## EXERCISE INPUTS

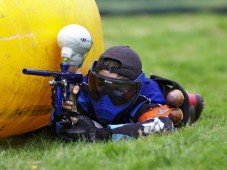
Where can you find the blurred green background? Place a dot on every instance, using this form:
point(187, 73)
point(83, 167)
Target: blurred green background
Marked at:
point(114, 7)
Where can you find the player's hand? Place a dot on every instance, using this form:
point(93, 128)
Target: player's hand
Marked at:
point(68, 104)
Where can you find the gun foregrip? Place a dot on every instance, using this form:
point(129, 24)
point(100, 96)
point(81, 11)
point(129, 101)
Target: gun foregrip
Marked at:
point(40, 72)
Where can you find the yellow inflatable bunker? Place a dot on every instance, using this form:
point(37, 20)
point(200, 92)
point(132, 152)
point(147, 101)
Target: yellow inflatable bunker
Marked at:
point(28, 31)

## WHAT YOU NEED TO DO
Turn every line of the material above into a Markdown table with the columns "Row" and "Line", numbering the rows and skipping blank lines. Leave the pictures out of the table.

## RESPONSE
| Row | Line |
|---|---|
| 1 | Where can you find the blurred green background? Place a dot on every instance, using this form: |
| 2 | point(187, 73) |
| 3 | point(83, 167) |
| 4 | Target: blurred green background |
| 5 | Marked at: |
| 6 | point(114, 7) |
| 7 | Where can you find the player's hand? Place a dot on every instance, using this form: |
| 8 | point(93, 128) |
| 9 | Target: player's hand |
| 10 | Marked at: |
| 11 | point(68, 104) |
| 12 | Where can you find the gun foregrip? Place a dot on every instance, using this form: |
| 13 | point(129, 24) |
| 14 | point(100, 96) |
| 15 | point(81, 11) |
| 16 | point(129, 101) |
| 17 | Target: gun foregrip |
| 18 | Marked at: |
| 19 | point(40, 72) |
| 20 | Where can you find the yellow inflatable bunker? Place a dot on every instance, using this form: |
| 21 | point(37, 20) |
| 22 | point(200, 92) |
| 23 | point(132, 152) |
| 24 | point(147, 101) |
| 25 | Target: yellow inflatable bunker |
| 26 | Marked at: |
| 27 | point(28, 31) |